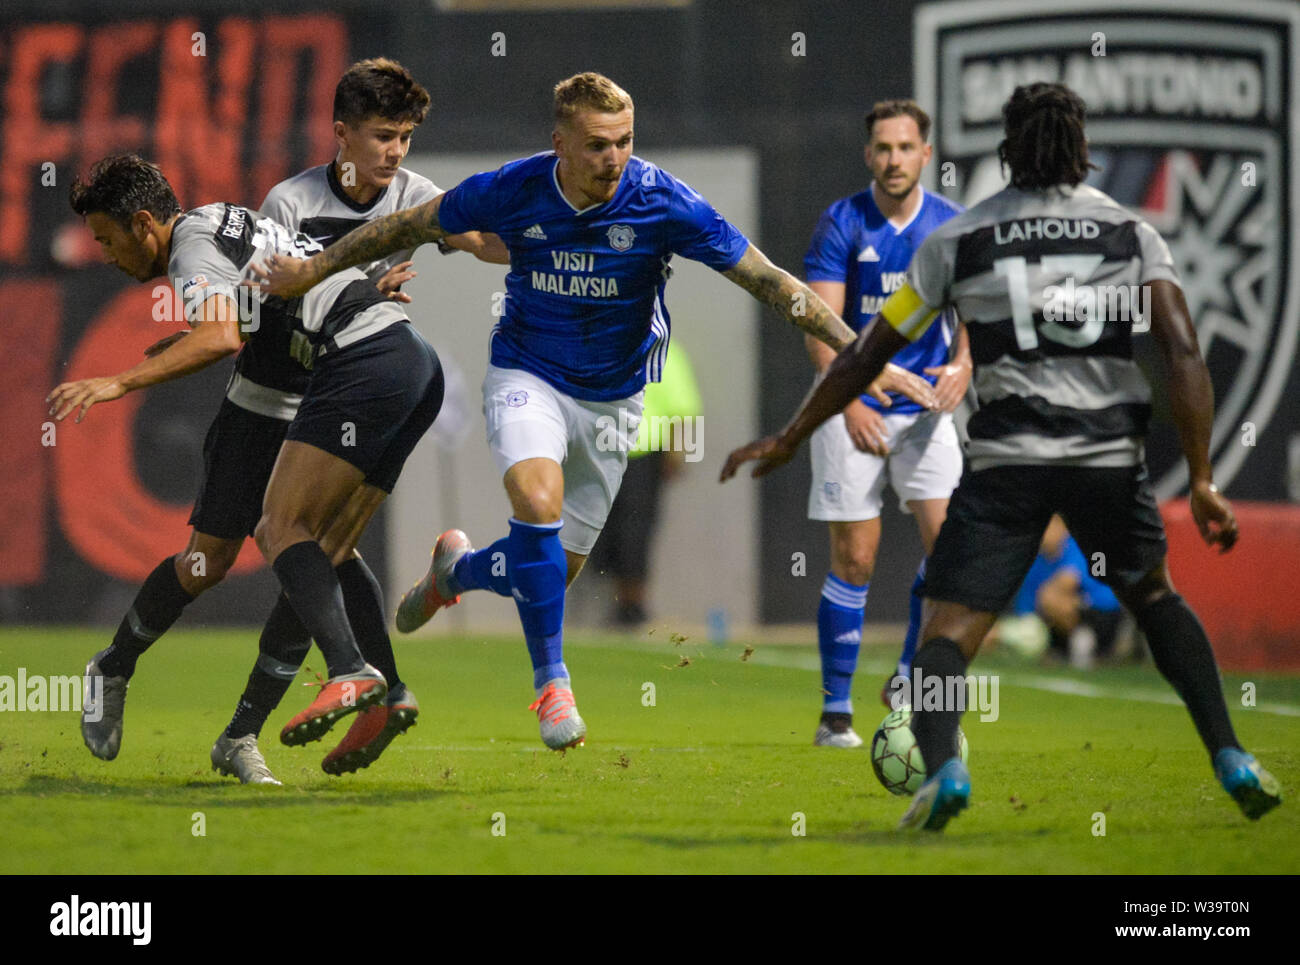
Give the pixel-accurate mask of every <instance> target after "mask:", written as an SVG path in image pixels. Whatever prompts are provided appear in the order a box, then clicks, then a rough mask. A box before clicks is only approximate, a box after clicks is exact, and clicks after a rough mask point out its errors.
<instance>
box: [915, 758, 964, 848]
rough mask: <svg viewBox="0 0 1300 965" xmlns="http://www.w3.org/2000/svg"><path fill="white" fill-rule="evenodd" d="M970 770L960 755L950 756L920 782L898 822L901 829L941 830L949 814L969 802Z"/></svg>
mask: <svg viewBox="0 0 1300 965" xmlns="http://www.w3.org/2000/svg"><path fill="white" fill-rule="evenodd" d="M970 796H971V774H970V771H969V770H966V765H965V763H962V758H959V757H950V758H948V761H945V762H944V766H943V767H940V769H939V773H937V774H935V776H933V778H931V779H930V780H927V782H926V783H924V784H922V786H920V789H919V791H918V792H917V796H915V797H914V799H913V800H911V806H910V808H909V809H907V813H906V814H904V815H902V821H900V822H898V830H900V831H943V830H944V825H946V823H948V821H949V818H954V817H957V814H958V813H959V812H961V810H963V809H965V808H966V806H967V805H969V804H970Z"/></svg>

——————

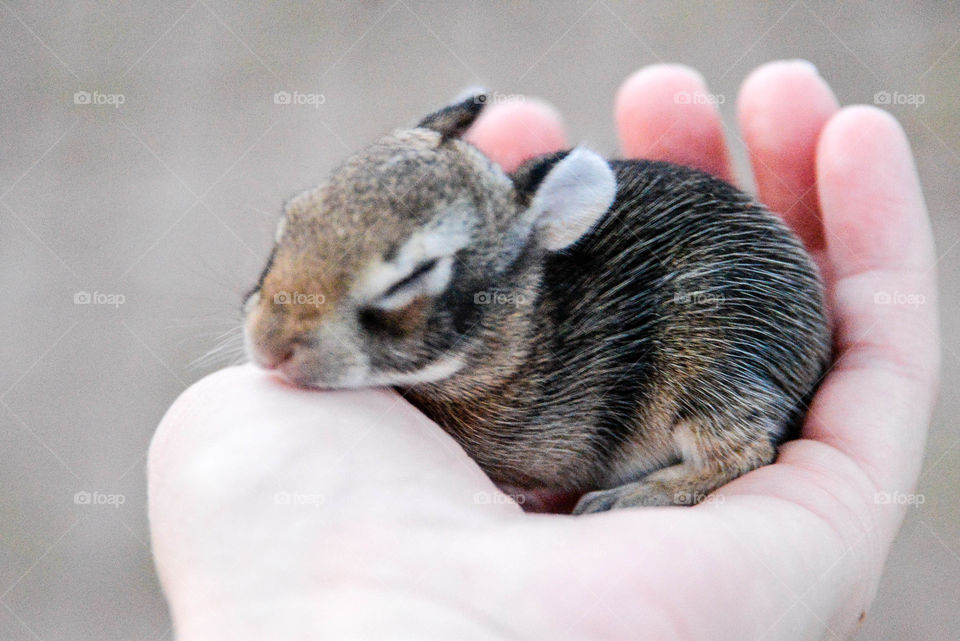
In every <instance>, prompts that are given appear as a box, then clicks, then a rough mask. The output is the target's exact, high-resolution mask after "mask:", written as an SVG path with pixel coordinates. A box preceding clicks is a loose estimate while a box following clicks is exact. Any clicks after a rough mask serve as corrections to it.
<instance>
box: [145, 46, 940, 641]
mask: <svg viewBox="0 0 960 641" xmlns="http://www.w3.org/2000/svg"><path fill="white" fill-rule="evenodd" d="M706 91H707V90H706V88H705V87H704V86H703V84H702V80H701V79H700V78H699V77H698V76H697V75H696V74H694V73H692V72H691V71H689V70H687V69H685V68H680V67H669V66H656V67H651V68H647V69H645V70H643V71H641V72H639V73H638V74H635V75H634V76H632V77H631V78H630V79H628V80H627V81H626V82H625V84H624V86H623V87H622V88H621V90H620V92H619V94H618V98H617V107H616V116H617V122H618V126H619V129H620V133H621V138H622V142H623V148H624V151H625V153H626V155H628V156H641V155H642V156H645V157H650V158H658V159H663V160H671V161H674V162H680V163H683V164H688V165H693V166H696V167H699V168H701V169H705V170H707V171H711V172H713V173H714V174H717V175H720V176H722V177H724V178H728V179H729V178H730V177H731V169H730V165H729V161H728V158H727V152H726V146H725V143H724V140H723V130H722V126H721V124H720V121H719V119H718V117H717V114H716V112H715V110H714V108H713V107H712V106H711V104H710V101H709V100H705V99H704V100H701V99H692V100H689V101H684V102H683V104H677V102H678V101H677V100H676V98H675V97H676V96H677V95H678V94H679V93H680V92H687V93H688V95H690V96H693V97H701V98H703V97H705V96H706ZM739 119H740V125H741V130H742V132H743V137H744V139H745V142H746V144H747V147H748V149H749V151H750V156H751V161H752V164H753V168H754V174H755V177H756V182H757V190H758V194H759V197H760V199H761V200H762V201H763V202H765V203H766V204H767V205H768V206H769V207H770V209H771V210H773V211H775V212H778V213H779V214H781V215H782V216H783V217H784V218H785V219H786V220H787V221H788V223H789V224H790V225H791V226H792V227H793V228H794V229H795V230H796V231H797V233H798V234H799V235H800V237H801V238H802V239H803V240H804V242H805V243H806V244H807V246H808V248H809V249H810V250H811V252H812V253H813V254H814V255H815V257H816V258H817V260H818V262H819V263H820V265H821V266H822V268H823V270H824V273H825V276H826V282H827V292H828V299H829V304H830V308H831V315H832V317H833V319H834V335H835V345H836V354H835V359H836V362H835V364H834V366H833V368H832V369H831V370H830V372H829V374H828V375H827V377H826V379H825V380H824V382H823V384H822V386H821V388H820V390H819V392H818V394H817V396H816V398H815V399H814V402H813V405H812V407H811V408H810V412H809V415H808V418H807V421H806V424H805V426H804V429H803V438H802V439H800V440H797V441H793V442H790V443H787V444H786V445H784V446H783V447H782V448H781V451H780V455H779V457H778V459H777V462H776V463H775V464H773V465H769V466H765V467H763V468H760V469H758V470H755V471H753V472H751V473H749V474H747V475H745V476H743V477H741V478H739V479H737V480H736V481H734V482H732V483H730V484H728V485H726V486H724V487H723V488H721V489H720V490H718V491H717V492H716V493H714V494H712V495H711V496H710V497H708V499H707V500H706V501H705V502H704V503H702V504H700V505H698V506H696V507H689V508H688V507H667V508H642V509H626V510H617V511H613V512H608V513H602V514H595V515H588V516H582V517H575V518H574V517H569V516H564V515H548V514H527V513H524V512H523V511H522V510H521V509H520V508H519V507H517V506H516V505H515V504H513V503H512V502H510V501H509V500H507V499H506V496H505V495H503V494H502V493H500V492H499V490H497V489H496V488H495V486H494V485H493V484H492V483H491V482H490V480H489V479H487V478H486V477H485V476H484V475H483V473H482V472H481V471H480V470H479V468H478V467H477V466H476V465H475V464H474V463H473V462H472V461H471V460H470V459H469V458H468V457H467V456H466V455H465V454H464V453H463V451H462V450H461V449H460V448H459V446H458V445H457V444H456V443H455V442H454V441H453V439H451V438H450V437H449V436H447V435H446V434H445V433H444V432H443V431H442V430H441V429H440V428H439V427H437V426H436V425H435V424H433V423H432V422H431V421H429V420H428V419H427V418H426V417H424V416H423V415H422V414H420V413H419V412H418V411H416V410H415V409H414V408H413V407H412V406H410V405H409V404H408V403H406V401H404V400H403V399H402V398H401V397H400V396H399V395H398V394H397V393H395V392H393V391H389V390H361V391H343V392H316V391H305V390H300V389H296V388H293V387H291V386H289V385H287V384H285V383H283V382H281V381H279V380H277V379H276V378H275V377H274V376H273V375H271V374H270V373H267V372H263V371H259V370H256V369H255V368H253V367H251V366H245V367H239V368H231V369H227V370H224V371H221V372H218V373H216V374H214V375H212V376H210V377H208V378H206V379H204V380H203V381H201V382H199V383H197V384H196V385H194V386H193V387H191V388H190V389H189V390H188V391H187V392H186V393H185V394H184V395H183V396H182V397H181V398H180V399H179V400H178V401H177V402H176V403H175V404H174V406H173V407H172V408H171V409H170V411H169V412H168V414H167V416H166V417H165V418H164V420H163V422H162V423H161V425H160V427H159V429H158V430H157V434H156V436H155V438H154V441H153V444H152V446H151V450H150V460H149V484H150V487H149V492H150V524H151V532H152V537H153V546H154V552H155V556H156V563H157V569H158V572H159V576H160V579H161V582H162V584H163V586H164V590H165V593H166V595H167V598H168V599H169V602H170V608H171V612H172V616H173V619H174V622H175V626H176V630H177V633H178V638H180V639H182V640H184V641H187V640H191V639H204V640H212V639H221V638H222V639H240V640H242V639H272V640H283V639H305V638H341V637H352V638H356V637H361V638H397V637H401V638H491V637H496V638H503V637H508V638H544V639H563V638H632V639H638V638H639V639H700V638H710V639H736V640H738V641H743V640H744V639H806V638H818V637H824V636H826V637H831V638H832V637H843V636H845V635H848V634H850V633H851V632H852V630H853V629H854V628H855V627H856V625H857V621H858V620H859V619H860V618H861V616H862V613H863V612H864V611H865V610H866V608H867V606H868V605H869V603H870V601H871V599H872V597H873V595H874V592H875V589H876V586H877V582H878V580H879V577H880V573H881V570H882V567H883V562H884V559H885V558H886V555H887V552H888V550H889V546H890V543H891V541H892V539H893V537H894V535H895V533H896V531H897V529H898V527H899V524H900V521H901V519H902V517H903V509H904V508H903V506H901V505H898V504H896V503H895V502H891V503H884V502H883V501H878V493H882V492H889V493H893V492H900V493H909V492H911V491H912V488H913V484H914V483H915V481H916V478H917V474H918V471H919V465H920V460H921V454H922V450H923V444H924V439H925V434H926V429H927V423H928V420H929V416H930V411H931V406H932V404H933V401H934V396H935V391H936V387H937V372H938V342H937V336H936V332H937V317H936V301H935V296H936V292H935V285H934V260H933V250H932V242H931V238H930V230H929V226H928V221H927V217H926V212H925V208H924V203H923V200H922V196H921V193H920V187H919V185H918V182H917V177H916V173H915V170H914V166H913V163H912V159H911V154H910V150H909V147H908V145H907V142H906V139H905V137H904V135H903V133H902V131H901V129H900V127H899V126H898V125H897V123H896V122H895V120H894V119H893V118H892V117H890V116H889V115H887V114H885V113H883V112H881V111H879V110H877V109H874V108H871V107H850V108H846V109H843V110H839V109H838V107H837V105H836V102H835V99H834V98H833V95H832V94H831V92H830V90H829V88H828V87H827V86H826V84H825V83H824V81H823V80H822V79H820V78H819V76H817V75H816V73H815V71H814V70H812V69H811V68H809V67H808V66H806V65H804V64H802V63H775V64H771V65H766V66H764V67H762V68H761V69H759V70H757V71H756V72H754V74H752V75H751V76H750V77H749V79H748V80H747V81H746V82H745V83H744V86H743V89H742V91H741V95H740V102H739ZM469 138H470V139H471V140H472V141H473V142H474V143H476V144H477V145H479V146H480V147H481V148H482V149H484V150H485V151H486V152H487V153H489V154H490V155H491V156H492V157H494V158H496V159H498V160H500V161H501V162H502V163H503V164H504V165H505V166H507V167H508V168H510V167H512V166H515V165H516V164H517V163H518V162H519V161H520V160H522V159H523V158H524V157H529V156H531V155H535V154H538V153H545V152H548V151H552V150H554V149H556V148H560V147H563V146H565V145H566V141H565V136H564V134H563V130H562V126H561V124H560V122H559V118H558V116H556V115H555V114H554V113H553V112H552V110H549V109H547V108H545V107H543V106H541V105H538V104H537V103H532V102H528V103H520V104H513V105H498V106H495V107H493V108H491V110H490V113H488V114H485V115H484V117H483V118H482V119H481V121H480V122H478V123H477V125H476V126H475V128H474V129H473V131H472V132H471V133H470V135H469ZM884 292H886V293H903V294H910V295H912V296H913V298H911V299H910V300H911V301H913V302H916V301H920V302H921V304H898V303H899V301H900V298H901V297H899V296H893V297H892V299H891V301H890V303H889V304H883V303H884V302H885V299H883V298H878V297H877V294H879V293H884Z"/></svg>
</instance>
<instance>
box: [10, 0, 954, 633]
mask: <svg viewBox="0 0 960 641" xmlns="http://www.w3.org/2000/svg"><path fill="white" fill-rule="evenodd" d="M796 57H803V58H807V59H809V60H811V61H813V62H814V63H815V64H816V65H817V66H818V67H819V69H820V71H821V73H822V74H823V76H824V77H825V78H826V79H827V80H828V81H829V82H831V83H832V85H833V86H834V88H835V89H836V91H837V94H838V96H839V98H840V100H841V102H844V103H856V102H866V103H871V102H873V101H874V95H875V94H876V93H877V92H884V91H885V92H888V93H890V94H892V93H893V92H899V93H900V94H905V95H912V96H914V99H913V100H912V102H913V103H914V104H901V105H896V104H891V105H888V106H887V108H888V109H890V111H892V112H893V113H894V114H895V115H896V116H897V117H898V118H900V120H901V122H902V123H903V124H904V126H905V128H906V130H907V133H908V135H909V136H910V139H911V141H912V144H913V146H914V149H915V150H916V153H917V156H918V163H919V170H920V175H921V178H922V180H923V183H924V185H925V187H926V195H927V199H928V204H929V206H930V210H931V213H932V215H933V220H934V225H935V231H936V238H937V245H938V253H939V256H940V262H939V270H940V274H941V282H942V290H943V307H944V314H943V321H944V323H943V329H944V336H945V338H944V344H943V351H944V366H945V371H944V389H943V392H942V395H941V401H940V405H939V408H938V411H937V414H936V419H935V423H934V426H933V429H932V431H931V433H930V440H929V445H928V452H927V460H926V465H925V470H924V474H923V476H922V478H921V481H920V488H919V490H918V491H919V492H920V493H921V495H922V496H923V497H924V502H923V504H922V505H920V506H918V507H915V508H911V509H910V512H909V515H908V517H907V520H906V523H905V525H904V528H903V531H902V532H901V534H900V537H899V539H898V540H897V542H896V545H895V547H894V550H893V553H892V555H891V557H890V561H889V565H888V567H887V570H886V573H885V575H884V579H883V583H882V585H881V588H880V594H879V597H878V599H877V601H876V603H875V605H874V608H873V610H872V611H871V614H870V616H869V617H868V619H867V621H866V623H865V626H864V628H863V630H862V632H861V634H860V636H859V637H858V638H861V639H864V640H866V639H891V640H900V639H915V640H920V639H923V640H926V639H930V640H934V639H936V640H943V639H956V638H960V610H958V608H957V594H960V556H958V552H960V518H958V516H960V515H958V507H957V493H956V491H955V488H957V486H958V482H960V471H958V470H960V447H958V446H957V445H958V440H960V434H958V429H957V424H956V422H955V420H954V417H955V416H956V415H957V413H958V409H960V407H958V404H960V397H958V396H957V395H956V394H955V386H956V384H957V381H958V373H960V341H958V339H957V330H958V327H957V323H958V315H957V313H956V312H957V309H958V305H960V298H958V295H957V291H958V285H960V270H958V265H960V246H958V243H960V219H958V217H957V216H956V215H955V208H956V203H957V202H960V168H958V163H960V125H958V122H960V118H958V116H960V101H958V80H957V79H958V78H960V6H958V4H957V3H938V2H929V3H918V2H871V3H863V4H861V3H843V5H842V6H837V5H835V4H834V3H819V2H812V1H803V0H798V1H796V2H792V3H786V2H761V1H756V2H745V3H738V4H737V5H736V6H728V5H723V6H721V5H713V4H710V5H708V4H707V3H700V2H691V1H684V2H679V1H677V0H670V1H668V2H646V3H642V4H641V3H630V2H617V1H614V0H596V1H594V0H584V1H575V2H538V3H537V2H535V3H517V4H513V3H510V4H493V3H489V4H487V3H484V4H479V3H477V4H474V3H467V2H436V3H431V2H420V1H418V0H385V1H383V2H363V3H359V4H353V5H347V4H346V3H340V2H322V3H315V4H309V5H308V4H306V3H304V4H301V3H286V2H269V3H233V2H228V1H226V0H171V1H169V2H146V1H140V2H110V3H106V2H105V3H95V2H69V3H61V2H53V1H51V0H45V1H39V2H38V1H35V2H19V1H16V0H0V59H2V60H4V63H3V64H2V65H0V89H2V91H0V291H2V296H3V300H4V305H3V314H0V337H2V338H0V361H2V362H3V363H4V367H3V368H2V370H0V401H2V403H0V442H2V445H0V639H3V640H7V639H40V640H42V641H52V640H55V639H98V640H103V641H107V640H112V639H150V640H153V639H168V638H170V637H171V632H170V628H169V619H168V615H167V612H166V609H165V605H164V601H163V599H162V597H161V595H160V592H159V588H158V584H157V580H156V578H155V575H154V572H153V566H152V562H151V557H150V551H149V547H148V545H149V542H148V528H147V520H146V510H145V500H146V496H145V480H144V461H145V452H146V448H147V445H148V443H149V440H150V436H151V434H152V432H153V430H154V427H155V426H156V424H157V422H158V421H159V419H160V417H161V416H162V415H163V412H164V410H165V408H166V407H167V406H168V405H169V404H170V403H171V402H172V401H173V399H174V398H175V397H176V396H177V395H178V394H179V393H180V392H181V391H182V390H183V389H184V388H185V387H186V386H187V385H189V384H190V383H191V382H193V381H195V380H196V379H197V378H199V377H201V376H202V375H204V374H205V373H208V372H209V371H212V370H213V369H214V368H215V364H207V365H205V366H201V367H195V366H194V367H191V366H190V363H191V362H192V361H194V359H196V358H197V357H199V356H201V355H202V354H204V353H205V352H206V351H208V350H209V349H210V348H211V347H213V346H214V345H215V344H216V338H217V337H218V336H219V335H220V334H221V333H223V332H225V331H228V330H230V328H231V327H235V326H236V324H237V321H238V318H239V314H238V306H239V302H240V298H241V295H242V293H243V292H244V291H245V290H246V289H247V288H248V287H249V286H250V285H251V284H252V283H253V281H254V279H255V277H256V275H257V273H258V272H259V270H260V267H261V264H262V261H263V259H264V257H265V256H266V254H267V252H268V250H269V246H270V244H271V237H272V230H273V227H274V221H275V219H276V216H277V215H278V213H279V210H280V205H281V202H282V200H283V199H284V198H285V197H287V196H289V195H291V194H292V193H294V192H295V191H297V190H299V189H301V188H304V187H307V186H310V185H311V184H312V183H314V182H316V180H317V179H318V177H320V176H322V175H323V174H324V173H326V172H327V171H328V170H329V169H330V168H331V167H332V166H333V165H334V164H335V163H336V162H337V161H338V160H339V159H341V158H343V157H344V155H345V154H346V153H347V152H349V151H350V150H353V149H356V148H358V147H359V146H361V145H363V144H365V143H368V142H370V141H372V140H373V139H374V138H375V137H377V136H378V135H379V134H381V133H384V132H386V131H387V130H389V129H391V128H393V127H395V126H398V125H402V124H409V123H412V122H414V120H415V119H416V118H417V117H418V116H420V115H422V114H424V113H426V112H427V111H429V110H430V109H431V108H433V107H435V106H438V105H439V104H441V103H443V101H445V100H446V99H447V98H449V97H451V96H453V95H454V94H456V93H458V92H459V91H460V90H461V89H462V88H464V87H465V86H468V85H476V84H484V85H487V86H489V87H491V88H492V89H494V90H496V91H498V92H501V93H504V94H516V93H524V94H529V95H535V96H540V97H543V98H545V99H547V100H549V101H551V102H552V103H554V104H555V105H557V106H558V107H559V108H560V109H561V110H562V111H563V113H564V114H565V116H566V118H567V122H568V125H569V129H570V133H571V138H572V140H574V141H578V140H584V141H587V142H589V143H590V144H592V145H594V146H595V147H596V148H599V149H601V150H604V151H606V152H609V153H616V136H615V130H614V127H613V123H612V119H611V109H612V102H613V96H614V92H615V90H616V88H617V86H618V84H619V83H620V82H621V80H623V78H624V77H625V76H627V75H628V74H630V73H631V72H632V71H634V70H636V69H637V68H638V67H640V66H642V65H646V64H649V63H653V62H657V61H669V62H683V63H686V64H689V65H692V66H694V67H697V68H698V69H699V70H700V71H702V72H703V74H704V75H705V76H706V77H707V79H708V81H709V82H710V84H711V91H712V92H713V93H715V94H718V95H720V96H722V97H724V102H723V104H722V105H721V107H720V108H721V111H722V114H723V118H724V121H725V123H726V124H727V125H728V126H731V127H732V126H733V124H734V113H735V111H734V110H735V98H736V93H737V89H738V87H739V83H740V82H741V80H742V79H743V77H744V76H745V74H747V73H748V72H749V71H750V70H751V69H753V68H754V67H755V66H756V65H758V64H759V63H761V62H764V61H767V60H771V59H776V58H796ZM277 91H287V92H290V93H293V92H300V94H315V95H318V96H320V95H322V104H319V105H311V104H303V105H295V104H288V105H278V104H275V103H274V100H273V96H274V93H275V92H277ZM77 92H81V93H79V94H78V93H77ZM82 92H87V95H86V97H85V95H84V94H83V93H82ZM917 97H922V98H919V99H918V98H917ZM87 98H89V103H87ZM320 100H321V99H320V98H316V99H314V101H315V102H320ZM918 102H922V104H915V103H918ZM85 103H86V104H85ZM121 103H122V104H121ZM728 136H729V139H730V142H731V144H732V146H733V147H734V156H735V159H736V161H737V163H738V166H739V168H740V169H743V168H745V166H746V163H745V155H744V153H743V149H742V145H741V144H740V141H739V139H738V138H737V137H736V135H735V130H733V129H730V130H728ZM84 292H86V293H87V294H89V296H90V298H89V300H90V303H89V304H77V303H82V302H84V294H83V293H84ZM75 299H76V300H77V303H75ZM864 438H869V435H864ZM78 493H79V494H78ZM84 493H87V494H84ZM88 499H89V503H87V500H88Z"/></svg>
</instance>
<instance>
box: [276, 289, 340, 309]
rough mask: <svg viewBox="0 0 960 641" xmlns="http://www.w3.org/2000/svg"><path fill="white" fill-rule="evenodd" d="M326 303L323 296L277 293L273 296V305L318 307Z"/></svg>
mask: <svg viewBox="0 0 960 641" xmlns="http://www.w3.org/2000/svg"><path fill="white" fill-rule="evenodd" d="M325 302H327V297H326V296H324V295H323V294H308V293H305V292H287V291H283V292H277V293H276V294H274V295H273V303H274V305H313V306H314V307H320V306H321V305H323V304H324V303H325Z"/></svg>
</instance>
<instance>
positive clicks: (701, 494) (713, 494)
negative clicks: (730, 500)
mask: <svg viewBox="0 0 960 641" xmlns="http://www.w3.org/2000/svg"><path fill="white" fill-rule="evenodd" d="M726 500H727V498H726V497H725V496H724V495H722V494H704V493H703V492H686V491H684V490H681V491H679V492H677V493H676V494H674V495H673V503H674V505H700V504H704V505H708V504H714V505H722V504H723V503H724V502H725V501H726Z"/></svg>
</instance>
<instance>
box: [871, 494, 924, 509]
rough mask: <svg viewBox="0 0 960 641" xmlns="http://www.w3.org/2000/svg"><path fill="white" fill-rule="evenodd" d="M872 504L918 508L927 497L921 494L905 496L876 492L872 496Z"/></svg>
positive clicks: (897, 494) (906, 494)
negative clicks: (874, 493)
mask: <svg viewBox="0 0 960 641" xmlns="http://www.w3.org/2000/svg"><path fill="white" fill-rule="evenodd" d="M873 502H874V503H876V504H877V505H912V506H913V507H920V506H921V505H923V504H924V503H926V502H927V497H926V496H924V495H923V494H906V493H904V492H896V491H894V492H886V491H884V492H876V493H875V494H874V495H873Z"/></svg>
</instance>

——————

■ WHAT TO PRODUCE
Track down every line in the entries that includes the string "then", and copy it.

■ WRITTEN RESPONSE
Give the pixel-accurate mask of every <instance> target after "mask:", written as an SVG path in image pixels. Whatever prompts are provided appear in the order a box, then clicks, then a rough mask. A box before clicks is only approximate, a box after clicks is exact, and clicks after a rough mask point out its errors.
In every <instance>, prompts that are given appear as a box, then clicks, then a rough mask. The output is the target's exact, high-resolution mask after "mask:", written as an SVG path with pixel coordinates. A box preceding clicks is a loose estimate while a box following clicks is exact. Any clicks after a rough mask serve as corrections to it.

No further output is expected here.